- _WORK TO BE COMPLETED_: Please copy the passage from the article on the Erbitux and Vectibix label changes word for word, starting at "According to a" and ending at "quarter of 2009.".

BEGIN DOCUMENT SECTION

The FDA has approved prescribing information changes to the "indication and usage" section of the labels for Erbitux and Vectibix.
The US Food and Drug Administration (FDA) has approved prescribing information changes to the “indication and usage” section of the labels for ImClone/Bristol-Myers Squibb’s Erbitux (cetuximab) and Amgen’s Vectibix (panitumumab), allowing the manufacturers to note that metastatic colorectal cancer trials have not shown a treatment benefit with use of epidermal growth factor receptor (EGFR) inhibitors in patients whose tumors have KRAS mutations in codon 12 or 13, and that these drugs are not recommended for the treatment of colorectal cancer in patients with these mutations. The FDA has also updated the “clinical studies” section of the labels to include results from retrospective analyses across seven randomized clinical trials with agents in this class. These label updates follow guidelines issued by the American Society of Clinical Oncology and the National Comprehensive Cancer Network back in January 2009, which recommended that all metastatic colorectal cancer patients be tested for KRAS variants before initiating treatment with an anti-EGFR antibody.
According to a statement issued by Sean Harper, chief medical officer and head of global development at Amgen, “With this label update, physicians can now eliminate anti-EGFR antibodies as a treatment option for patients with mutated KRAS tumors and redirect those patients to alternative therapies, avoiding unnecessary treatments in patients who are unlikely to benefit.” The statement also noted that the label update is “specific to the utility of KRAS as a biomarker for Vectibix used as a monotherapy.” The company is currently conducting two prospective phase III clinical trials in the combination chemotherapy setting that will assess the clinical utility of KRAS as a predictive biomarker in earlier lines of therapy in patients with metastatic colorectal cancer. Data from these trials are expected to be released in the third quarter of 2009.
It is estimated that about 35% of colorectal cancer patients have KRAS mutations, with the remainder having a nonmutated or wild type KRAS gene. Not using Erbitux as a first-line treatment for these patients could save about $600 million a year.

END DOCUMENT SECTION
BEGIN LISTED ENTRIES

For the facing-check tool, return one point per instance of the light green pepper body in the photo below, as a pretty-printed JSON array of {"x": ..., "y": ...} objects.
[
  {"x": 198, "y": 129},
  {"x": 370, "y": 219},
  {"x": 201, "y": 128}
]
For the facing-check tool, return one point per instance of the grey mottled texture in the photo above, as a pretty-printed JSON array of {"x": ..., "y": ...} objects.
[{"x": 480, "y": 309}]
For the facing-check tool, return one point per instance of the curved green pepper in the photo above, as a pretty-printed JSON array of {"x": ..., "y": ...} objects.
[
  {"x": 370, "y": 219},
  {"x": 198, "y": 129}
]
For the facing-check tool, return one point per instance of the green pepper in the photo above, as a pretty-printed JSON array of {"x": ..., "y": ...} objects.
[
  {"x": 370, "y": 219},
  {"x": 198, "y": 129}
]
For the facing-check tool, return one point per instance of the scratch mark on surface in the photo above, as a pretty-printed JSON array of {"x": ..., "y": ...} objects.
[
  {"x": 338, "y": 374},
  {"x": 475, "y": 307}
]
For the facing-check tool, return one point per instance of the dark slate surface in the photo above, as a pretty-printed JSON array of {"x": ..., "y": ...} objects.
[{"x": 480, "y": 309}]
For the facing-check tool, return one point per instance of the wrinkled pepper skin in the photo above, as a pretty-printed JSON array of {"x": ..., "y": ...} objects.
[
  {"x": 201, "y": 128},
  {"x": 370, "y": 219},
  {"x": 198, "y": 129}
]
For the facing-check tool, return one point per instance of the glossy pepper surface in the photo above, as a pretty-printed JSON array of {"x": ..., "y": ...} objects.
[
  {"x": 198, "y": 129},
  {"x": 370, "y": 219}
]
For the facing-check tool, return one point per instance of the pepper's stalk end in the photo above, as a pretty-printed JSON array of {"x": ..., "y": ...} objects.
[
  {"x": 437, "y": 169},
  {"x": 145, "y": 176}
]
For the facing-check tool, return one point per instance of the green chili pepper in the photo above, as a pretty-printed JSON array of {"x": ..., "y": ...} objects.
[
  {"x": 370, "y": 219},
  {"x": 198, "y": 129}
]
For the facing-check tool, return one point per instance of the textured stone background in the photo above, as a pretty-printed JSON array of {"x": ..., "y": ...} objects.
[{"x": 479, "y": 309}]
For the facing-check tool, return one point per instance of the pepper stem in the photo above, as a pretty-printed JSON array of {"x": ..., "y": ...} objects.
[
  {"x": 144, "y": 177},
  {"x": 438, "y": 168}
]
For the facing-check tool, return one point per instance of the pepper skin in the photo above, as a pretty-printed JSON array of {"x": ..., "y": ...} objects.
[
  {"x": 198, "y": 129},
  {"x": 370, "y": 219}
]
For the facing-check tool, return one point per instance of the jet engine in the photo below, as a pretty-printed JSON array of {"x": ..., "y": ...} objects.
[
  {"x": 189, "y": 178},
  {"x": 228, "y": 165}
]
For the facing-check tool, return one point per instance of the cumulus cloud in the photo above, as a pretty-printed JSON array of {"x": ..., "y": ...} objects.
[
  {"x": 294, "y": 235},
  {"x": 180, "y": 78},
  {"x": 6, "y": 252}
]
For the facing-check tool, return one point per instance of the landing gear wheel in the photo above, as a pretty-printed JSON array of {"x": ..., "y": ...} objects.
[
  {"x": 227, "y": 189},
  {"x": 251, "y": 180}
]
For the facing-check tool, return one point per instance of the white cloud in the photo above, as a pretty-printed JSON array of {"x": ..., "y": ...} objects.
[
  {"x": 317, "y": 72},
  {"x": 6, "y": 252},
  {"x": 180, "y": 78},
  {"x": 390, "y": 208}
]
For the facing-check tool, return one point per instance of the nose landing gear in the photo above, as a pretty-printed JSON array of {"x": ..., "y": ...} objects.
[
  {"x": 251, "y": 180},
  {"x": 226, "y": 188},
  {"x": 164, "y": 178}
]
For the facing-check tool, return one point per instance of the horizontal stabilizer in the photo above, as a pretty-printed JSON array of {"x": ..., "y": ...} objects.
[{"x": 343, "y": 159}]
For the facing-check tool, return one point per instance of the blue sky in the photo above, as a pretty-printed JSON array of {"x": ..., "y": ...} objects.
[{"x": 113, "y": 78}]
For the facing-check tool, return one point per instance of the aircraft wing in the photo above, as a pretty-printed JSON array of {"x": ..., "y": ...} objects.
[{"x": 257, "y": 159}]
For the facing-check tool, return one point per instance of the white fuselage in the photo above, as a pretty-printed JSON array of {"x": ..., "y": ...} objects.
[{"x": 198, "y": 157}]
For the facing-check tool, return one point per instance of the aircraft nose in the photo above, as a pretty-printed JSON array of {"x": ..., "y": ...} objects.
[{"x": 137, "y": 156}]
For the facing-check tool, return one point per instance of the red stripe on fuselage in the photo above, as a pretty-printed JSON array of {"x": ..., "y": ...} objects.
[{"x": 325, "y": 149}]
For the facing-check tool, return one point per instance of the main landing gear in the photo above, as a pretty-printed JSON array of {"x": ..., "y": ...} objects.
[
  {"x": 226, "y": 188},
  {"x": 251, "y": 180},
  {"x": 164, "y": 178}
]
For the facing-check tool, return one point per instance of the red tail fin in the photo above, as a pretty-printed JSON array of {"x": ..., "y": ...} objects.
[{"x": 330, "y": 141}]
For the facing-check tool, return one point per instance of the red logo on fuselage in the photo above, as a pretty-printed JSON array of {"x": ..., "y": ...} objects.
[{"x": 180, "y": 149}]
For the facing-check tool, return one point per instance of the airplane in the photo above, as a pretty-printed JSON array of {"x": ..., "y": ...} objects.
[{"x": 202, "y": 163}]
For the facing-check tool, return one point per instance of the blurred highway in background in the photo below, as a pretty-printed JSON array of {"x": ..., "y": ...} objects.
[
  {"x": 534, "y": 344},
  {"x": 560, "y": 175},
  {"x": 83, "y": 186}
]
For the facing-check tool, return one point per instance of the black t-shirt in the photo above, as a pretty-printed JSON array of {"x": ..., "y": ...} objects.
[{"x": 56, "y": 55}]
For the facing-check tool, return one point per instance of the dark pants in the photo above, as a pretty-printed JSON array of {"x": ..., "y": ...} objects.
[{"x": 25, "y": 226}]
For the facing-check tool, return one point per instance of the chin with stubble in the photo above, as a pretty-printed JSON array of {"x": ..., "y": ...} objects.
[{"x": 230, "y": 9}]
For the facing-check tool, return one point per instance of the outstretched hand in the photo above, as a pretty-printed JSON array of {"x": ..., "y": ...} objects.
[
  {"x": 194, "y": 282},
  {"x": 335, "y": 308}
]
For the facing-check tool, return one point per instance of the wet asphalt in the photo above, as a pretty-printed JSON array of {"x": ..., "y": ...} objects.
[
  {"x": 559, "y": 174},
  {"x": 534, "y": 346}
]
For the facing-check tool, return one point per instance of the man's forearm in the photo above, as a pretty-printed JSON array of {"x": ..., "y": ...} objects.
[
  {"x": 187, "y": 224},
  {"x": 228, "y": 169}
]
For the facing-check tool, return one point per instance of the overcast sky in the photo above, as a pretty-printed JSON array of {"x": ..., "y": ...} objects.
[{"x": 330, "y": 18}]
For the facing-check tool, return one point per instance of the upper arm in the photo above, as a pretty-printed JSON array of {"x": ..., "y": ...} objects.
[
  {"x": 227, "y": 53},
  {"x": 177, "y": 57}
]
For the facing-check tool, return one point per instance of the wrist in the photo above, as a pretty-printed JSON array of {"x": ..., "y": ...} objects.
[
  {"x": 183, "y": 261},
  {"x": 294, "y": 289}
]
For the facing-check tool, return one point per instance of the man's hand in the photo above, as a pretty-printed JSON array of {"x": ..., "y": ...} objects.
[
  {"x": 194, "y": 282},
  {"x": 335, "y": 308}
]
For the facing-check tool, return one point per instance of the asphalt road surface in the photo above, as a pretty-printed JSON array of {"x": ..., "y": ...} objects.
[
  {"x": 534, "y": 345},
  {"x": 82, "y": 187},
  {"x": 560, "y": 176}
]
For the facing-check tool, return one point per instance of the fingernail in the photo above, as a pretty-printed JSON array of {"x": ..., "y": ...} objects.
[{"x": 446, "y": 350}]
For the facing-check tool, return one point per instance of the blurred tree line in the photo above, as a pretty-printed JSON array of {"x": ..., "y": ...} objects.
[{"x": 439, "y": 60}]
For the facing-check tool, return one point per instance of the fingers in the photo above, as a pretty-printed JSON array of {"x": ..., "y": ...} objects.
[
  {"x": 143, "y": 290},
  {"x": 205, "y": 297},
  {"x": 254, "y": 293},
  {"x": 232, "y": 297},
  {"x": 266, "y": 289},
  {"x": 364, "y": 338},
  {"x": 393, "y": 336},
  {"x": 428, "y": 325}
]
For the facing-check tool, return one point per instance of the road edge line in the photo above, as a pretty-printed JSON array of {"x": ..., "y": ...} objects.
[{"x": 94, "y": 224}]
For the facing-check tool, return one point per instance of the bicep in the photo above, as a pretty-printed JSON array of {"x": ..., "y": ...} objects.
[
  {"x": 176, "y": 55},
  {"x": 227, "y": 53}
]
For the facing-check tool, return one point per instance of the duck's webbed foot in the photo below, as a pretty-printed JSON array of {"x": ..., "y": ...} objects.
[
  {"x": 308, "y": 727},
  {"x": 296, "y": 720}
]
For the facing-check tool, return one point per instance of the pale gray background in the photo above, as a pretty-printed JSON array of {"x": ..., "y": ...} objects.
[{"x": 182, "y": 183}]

END LISTED ENTRIES

- _OUTPUT OF THE EXERCISE_:
According to a statement issued by Sean Harper, chief medical officer and head of global development at Amgen, “With this label update, physicians can now eliminate anti-EGFR antibodies as a treatment option for patients with mutated KRAS tumors and redirect those patients to alternative therapies, avoiding unnecessary treatments in patients who are unlikely to benefit.” The statement also noted that the label update is “specific to the utility of KRAS as a biomarker for Vectibix used as a monotherapy.” The company is currently conducting two prospective phase III clinical trials in the combination chemotherapy setting that will assess the clinical utility of KRAS as a predictive biomarker in earlier lines of therapy in patients with metastatic colorectal cancer. Data from these trials are expected to be released in the third quarter of 2009.